→ O QUE FAZER: Reproduza, sem mudar nada, a parte do texto sobre o Gatt que vai de "Terminada a Segunda" até "ameaça de canhões.".

→ TRECHO DO TEXTO:
Muitos perguntam se há o que comemorar no aniversário do Gatt, pois temas importantes de eqüidade social e de respeito ao meio ambiente ainda não foram incorporados adequadamente ao sistema de negociação entre os países
Criado em 1947, o Acordo Geral de Comércio e Tarifas – Gatt, na sigla em inglês – foi definitivamente implantado em 1948. Neste ano, portanto, torna-se sexagenário. Muitos se perguntam se há o que comemorar, pois temas importantes de eqüidade social e respeito ao meio ambiente ainda não foram incorporados adequadamente ao sistema multilateral de comércio, apesar da maior integração global vivida neste século XXI. E há quem aponte uma crise de legitimidade da instituição que rege, entre as nações, a compra e venda de muito mais que mercadorias e serviços.
Antes de avaliar conquistas e dilemas, conhecer a origem do Gatt é uma forma de entender como funciona o atual sistema de comércio, que tanto influencia a vida das pessoas nos diversos países do mundo, na condição de consumidores e cidadãos.
Terminada a Segunda Grande Guerra, começaram os esforços para reconstruir as áreas devastadas e manter um estado de paz duradouro. Nesse sentido, foram formadas entidades intergovernamentais, como o Banco Mundial, o Fundo Monetário Internacional, e a maior de todas, a Organização das Nações Unidas.
Esperava-se também criar a Organização Internacional do Comércio para administrar regras entre os países e evitar que disputas comerciais se tornassem conflitos bélicos. O protecionismo passou a ser visto em certas esferas como uma ameaça à paz – o que fazia algum sentido, pois em meados do século XIX os EUA haviam forçado a abertura do mercado japonês com a ameaça de canhões.
No pós-Segunda Guerra, devido à recusa do Senado americano, que temia ingerências em suas políticas comerciais internacionais, essa organização deixou de ser criada. Mas o acordo que tratava de regras de comércio de mercadorias foi aprovado em Genebra e entrou em vigor em março de 1948. Esse acordo é o Gatt. Contribuíram para o seu nascimento 23 países, entre eles o Brasil.
De caráter provisório e sem representação institucional, estabelecia regras multilaterais para o comércio internacional, apresentando 45 mil concessões em tarifas, que atingiam US$ 10 bilhões, ou um quinto do comércio internacional de mercadorias à época.
Ao se institucionalizar, o Gatt adquiriu a aparência de uma organização internacional, mas manteve seu formato de acordo provisório até a criação da Organização Mundial do Comércio (OMC), que se deu, finalmente, na oitava rodada de negociações, a do Uruguai. Constituída por 123 países, a OMC surgiu em 1994 e começou a operar no ano seguinte. Passou a administrar os acordos comerciais multilaterais firmados anteriormente, inclusive o próprio Gatt. Hoje, a OMC engloba mais de 30 acordos, incluindo temas como investimentos, serviços e propriedade industrial.

→ INFORMAÇÕES FORNECIDAS:
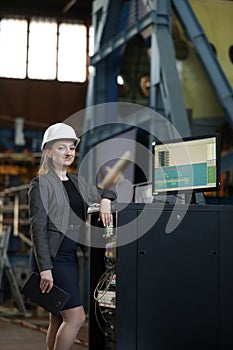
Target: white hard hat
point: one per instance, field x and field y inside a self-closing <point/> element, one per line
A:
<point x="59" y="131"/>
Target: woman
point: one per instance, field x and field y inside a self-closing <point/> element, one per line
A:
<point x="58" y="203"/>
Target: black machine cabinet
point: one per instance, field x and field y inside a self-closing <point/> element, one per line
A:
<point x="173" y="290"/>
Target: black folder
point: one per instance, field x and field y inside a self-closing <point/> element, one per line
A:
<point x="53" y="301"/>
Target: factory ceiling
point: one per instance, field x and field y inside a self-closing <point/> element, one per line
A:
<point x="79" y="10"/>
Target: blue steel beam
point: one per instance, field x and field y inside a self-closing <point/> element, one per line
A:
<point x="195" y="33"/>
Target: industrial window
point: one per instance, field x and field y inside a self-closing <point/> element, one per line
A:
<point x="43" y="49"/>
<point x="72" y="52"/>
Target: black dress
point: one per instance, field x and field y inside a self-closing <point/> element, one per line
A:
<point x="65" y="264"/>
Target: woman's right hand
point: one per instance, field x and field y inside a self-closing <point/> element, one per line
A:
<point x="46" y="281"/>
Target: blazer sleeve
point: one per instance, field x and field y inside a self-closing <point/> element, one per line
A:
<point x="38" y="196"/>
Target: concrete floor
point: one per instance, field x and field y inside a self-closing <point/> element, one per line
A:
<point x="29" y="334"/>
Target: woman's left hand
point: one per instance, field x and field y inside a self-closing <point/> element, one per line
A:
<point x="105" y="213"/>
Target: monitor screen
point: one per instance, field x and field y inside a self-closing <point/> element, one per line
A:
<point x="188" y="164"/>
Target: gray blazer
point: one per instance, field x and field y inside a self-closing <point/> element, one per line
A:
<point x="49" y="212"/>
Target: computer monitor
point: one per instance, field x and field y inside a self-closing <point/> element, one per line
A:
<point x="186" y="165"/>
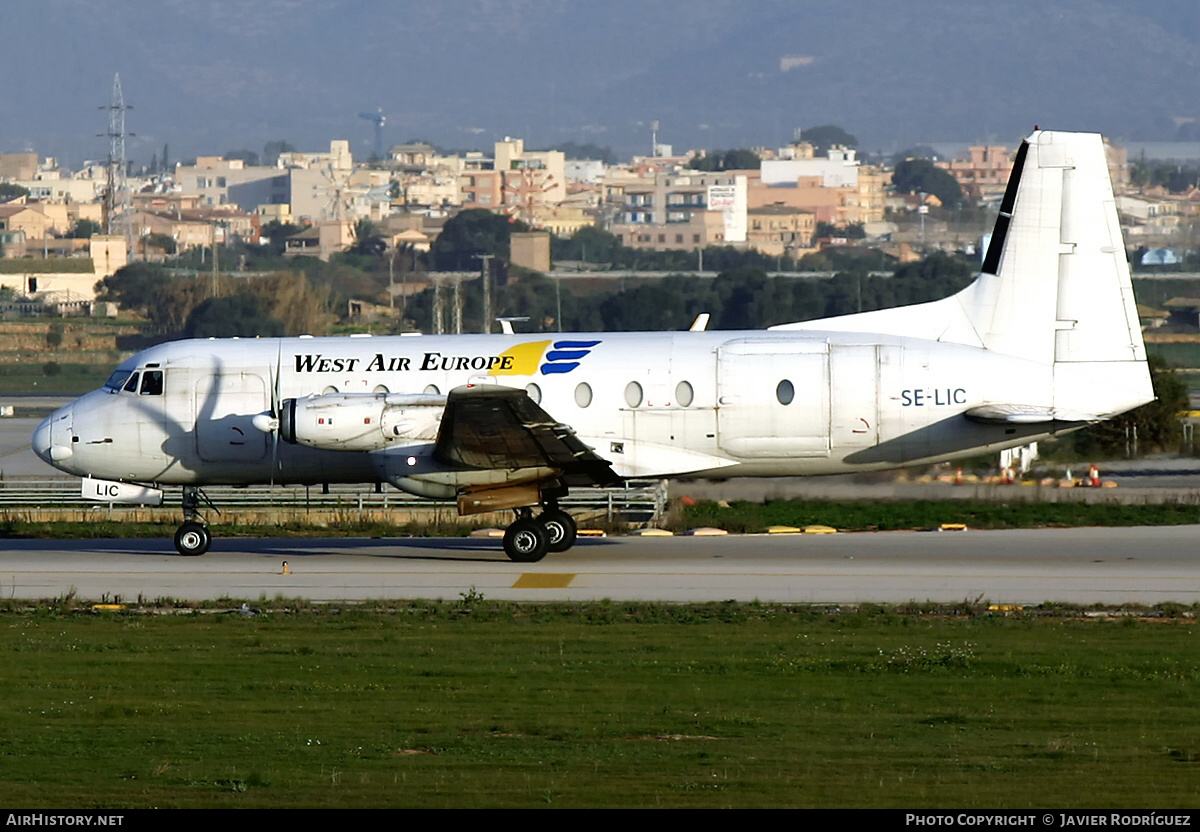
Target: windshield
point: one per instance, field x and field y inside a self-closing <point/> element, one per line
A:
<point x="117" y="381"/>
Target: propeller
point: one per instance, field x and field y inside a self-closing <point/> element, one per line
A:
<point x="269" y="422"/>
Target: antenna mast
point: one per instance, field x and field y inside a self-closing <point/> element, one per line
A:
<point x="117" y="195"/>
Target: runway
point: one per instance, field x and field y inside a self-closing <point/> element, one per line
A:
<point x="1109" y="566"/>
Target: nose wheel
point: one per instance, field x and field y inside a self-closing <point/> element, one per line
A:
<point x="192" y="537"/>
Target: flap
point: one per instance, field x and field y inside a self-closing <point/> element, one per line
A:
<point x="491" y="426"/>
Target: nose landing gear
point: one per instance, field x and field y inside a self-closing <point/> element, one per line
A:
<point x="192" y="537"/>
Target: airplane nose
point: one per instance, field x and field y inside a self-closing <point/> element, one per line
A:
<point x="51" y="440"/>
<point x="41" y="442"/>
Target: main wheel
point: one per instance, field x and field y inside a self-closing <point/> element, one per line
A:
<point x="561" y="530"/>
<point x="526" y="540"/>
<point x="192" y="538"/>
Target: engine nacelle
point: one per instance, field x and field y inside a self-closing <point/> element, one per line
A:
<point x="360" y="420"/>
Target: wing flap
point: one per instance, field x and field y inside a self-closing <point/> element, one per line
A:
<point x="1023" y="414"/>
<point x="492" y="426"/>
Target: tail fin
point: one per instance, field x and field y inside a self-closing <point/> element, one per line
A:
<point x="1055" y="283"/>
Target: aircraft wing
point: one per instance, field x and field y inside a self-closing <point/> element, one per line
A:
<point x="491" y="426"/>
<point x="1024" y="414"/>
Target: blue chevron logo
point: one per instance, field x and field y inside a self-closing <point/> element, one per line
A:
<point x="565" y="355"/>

→ RESPOSTA DA TAREFA:
Terminada a Segunda Grande Guerra, começaram os esforços para reconstruir as áreas devastadas e manter um estado de paz duradouro. Nesse sentido, foram formadas entidades intergovernamentais, como o Banco Mundial, o Fundo Monetário Internacional, e a maior de todas, a Organização das Nações Unidas.
Esperava-se também criar a Organização Internacional do Comércio para administrar regras entre os países e evitar que disputas comerciais se tornassem conflitos bélicos. O protecionismo passou a ser visto em certas esferas como uma ameaça à paz – o que fazia algum sentido, pois em meados do século XIX os EUA haviam forçado a abertura do mercado japonês com a ameaça de canhões.